= Instructions for the task =
Quote every one of the following lines verbatim, in full and in their original order.

## START Material for the task

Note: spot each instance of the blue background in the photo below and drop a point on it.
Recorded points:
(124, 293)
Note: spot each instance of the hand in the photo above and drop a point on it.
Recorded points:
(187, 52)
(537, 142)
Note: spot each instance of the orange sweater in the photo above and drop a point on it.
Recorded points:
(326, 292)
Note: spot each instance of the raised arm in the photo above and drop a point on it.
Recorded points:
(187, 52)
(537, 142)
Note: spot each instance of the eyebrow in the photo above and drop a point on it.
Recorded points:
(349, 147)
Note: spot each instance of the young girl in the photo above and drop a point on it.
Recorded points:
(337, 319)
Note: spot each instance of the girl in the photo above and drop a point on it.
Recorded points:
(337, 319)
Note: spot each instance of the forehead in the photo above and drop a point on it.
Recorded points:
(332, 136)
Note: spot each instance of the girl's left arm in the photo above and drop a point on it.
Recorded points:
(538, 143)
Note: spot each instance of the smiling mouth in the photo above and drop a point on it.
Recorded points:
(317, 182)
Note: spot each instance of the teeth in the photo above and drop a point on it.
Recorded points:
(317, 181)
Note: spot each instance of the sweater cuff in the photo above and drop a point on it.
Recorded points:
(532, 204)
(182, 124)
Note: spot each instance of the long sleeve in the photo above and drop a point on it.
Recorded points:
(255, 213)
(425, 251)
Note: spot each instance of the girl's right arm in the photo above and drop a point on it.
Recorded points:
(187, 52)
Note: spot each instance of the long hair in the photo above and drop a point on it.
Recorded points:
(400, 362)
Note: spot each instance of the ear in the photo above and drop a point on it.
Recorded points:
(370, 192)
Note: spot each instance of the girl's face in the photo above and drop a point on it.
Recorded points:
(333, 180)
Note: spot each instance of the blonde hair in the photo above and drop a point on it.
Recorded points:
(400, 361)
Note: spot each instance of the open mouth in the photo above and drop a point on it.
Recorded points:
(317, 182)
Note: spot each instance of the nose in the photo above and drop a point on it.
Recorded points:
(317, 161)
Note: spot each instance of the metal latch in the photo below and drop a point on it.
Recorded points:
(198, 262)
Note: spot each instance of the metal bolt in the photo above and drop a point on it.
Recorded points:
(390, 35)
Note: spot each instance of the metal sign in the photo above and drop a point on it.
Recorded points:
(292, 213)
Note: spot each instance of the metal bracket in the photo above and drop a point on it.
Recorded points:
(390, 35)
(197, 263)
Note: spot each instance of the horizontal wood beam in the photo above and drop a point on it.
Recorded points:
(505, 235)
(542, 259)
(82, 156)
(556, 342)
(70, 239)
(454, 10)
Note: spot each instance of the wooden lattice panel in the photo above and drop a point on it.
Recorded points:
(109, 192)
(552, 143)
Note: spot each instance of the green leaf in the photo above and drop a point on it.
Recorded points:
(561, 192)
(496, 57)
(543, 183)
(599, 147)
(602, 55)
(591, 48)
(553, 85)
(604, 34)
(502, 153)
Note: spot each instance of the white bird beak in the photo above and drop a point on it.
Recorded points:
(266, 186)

## END Material for the task

= Task answer =
Note: spot each instance of the blue background in the photo below and drop a point on it.
Recorded points:
(124, 293)
Note: spot each instance of the hand in the photo above and drop a point on it.
Recorded points:
(187, 52)
(537, 142)
Note: spot each instance of the orange sweater in the photo above and drop a point on it.
Recorded points:
(326, 292)
Note: spot each instance of the raised arm in the photo above and drop a point on it.
Recorded points:
(187, 52)
(537, 142)
Note: spot each instance of the eyebrow in the photo above and drop a point on it.
Recorded points:
(349, 147)
Note: spot each instance of the young girl in the photo above and drop a point on it.
Recorded points:
(337, 319)
Note: spot each instance of the girl in the photo above and drop a point on it.
Recorded points:
(337, 319)
Note: spot each instance of the forehead in the photo above and drop a point on it.
Recorded points:
(332, 136)
Note: spot each instance of the girl's left arm in the photo above and drop a point on it.
Recorded points:
(538, 143)
Note: spot each instance of the smiling mouth in the photo above and drop a point on it.
Recorded points:
(317, 182)
Note: spot each instance of the teeth in the photo above and drop a point on it.
Recorded points:
(317, 181)
Note: spot each instance of the sweater cuff in the photo above and drop a point on it.
Recorded points:
(532, 204)
(182, 124)
Note: spot each instance of the long sleeve in the photo above and drop a point on it.
Recorded points:
(255, 213)
(425, 251)
Note: spot each instance of the girl's right arm in the photo above and drop a point on it.
Recorded points:
(187, 52)
Note: spot each instance of the long hair in the photo above and drop a point on it.
Recorded points:
(400, 362)
Note: spot each instance of the ear in the photo above and drop a point on it.
Recorded points:
(370, 192)
Note: spot each instance of the girl's face in the photo above and drop a point on it.
Recorded points:
(333, 180)
Note: spot each instance of the blonde hair in the photo above and drop a point on it.
Recorded points:
(400, 361)
Note: spot each instance of the open mouth in the photo above and drop a point on it.
Recorded points:
(317, 182)
Note: spot each instance of the nose in the photo above and drop a point on it.
Recorded points:
(317, 161)
Note: spot each instance of the metal latch in the photo below and drop a point on it.
Recorded points:
(198, 262)
Note: spot each instance of the metal bolt in the photo above and drop a point on it.
Recorded points:
(390, 35)
Note: spot each instance of the metal sign in the photo above and drop a point on it.
Recorded points:
(292, 213)
Note: spot each instance of the metal bracket in the photo above and drop a point on it.
Recorded points:
(390, 35)
(197, 263)
Note: spot each instance of the horizontal wood beam in the photo above and drop a point on it.
Recorded points:
(505, 235)
(542, 259)
(82, 156)
(556, 342)
(70, 239)
(454, 10)
Note: spot each instance of the wooden lattice panel in the photo above and drop a point on it.
Recorded points:
(109, 192)
(552, 143)
Note: spot each instance of the green leaf in the photo above and drop a point on it.
Recorded points:
(561, 192)
(496, 57)
(543, 183)
(599, 147)
(602, 55)
(591, 48)
(553, 85)
(604, 34)
(502, 153)
Note: spot each instance of the white bird beak in the photo above and drop a point on it.
Recorded points:
(266, 186)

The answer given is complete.